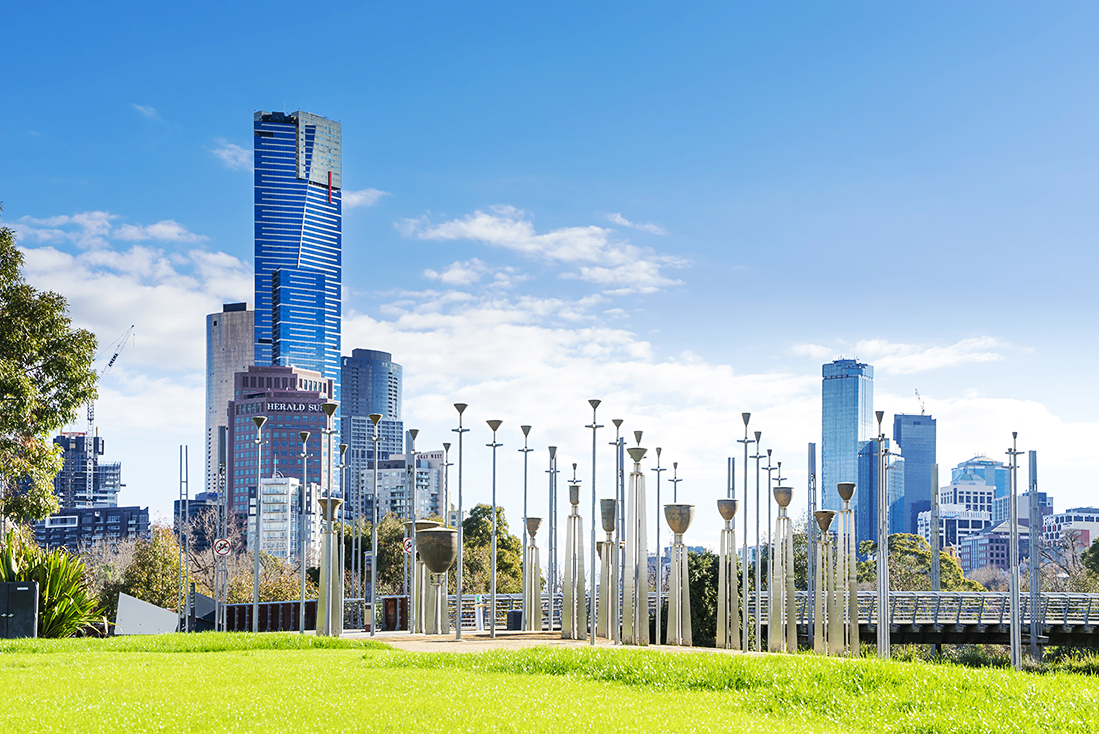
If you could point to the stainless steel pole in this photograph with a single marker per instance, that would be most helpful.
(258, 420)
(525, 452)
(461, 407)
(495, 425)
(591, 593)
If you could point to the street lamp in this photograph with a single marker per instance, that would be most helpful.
################
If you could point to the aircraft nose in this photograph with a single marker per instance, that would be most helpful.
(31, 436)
################
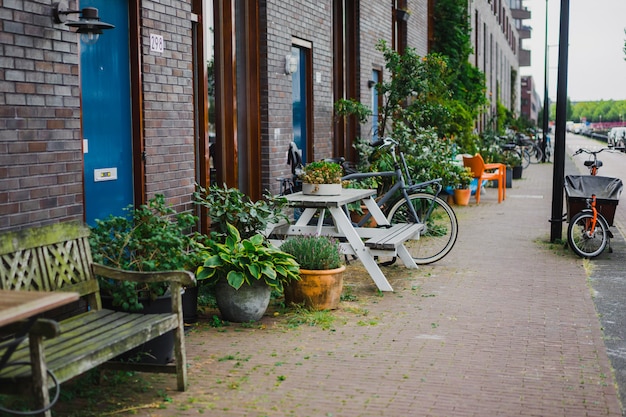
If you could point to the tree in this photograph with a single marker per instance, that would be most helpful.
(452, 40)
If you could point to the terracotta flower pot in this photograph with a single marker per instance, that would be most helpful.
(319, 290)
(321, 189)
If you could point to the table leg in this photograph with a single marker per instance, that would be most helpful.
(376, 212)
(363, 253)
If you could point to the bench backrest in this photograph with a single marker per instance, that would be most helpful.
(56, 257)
################
Given the records above, return exactly the lines starting at the line containing "If you could point to the stainless" and ending at the line containing "If you could point to the street", including both.

**TASK SOLUTION**
If you could point to the stainless steel pole in this photograph with a single marker per instance, that would be most helpful.
(258, 420)
(525, 452)
(461, 407)
(495, 425)
(591, 593)
If you could point to the street lamp in this photograph with a single marker per instance, that would be most helpful.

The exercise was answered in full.